-- Quoted text start --
I wouldn't quote a papist like Chesterton except that he's so quotable (and often so right). Not trying to accuse you of violence here, just pointing out that hitting more softly may be called for if you are really trying to convince.


----------



## Brian Bosse (Jul 10, 2009)

Hello Gents,



Ben said:


> When that comes up in my experience, I plan on saying, "Oh, are you planning to convert to Islam?"



That is funny. 



Ben said:


> ...without making clear the distinction between autonomy and theonomy, the unbeliever is allowed to posit whatever fanciful things he might want to, such that he can mimic Christianity without having a specific revealed text; and if he can do that, then he can counter any argument thrown at him by the presuppositional apologist.



If this is really what the unbeliever is doing, then (1) it is obvious to everyone (including himself) that he does not have an answer, and (2) the more and more things look like Christianity, the more and more it shows Christianity to be true. You are dealing with a person and his worldview. If he begins making up worldviews to try and overcome your argument, that is ok. By doing so he conceeds that his worldview does not work. Simply point this out to him. Your work is done.
-- Quoted text end --
### Requirements
A: Translate this sentence from the forum thread into Spanish: "You are dealing with a person and his worldview."
B: Does the forum thread support each statement? Give yes or no for each, with the text's deciding words quoted.
(i) Brian Bosse found Ben's planned reply about converting to Islam funny.
(ii) The opening post accuses the reader of violence.
(iii) Brian Bosse says that if the unbeliever makes up worldviews to overcome the argument, that is ok.
Rely only on the forum thread to answer.
-- Data excerpts start --
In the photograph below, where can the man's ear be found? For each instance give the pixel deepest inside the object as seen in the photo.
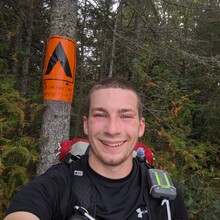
(85, 125)
(142, 127)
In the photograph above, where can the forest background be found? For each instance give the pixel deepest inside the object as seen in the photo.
(169, 50)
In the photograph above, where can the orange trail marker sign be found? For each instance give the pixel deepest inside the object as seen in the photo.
(59, 69)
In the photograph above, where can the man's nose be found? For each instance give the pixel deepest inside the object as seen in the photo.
(112, 126)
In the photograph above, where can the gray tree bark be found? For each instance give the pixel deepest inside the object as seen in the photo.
(56, 118)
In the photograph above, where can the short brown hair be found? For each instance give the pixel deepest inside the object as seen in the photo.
(116, 83)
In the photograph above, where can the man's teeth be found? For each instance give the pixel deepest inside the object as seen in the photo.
(113, 145)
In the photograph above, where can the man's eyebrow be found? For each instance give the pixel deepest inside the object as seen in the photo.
(98, 109)
(125, 110)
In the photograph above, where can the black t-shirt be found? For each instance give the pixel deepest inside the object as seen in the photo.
(51, 196)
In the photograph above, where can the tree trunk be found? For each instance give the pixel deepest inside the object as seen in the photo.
(56, 118)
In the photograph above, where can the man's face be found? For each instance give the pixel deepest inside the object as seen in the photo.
(113, 126)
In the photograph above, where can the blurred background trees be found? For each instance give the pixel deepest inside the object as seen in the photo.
(168, 49)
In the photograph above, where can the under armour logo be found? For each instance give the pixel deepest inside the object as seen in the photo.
(78, 173)
(140, 213)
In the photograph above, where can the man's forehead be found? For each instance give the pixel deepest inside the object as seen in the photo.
(109, 91)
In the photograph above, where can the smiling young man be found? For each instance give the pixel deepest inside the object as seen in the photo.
(108, 182)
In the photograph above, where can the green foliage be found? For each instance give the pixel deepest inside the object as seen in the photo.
(183, 144)
(18, 150)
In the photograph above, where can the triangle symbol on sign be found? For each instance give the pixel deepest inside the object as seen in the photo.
(59, 55)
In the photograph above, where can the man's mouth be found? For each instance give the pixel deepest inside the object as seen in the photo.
(113, 144)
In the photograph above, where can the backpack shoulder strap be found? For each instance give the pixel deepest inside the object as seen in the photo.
(82, 189)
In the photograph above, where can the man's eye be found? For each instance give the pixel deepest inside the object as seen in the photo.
(100, 116)
(126, 116)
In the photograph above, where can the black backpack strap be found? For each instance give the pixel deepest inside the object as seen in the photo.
(82, 189)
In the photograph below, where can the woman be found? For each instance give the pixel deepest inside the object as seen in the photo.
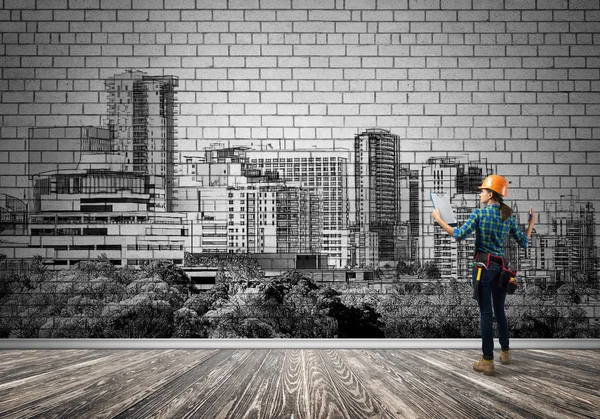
(494, 222)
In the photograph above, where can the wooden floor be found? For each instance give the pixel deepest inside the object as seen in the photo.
(296, 383)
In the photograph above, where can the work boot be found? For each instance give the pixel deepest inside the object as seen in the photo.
(485, 366)
(505, 357)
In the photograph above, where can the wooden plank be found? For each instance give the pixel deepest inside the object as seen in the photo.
(297, 383)
(45, 391)
(118, 390)
(350, 388)
(190, 390)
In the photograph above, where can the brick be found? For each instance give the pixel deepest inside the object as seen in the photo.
(313, 4)
(420, 50)
(19, 4)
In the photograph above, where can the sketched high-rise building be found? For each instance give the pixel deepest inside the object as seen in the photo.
(376, 179)
(141, 114)
(459, 179)
(322, 172)
(570, 244)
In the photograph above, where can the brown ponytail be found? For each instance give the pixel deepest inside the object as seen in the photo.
(505, 210)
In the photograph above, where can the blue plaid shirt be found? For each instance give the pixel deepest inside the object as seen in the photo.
(492, 230)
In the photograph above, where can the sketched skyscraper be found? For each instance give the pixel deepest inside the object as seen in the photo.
(376, 171)
(141, 114)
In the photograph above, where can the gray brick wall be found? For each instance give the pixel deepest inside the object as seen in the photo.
(510, 70)
(516, 82)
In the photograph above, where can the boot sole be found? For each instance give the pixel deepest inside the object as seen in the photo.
(488, 373)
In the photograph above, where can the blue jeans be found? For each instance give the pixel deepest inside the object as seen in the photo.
(491, 296)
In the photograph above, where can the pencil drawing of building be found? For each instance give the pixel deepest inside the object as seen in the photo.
(377, 208)
(141, 117)
(325, 173)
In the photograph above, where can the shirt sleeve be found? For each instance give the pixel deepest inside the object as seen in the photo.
(518, 234)
(468, 227)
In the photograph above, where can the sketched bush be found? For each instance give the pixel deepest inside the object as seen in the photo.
(74, 327)
(446, 312)
(138, 318)
(188, 324)
(539, 313)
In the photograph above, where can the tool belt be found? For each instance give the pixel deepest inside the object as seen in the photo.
(507, 278)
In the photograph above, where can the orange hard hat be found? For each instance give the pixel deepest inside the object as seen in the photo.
(495, 183)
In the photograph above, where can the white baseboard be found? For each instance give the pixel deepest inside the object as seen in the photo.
(290, 344)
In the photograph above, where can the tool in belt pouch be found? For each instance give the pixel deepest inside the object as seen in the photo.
(507, 279)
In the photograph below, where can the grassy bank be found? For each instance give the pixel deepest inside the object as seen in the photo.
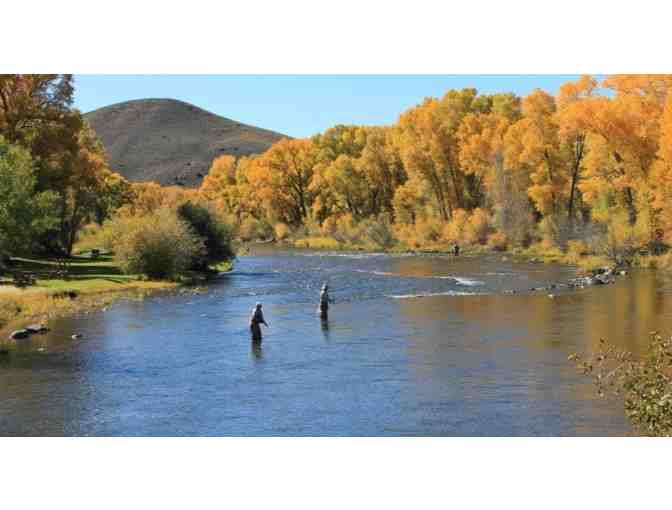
(89, 284)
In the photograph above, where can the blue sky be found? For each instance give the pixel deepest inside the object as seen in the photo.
(298, 106)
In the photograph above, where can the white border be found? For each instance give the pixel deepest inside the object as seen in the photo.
(344, 37)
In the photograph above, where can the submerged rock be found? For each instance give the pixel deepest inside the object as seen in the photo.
(19, 334)
(37, 328)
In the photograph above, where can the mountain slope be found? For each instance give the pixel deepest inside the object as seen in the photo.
(171, 142)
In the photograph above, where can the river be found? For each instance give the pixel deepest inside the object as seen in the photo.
(415, 345)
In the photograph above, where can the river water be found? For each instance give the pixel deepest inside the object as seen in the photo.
(414, 345)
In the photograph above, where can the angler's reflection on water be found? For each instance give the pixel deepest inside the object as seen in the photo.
(257, 353)
(325, 328)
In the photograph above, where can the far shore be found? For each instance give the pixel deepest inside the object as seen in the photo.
(90, 284)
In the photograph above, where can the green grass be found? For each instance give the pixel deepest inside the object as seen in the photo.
(83, 273)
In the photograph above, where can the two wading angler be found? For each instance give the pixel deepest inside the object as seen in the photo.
(257, 317)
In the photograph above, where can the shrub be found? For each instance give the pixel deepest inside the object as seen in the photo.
(477, 228)
(282, 231)
(211, 228)
(318, 243)
(644, 383)
(452, 231)
(25, 213)
(379, 233)
(497, 241)
(253, 229)
(159, 245)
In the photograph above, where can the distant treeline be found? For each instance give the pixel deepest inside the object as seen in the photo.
(55, 181)
(592, 165)
(588, 170)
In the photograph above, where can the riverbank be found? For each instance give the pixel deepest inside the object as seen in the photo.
(537, 253)
(87, 284)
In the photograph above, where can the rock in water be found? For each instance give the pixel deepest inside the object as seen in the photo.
(19, 334)
(37, 328)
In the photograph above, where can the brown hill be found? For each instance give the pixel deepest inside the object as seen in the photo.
(171, 142)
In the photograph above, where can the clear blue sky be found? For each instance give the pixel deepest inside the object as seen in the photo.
(298, 106)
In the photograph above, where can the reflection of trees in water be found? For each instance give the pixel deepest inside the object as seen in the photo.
(257, 353)
(493, 340)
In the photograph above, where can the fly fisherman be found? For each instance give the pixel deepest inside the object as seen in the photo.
(324, 302)
(256, 321)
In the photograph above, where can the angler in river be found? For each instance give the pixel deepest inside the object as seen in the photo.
(324, 302)
(256, 320)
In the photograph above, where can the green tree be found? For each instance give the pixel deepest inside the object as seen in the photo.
(24, 213)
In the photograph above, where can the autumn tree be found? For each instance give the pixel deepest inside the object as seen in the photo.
-- Data excerpts end --
### Expected results
A: Estás tratando con una persona y su cosmovisión.

B:
(i) Yes: "That is funny."
(ii) No: "Not trying to accuse you of violence here"
(iii) Yes: "If he begins making up worldviews to try and overcome your argument, that is ok."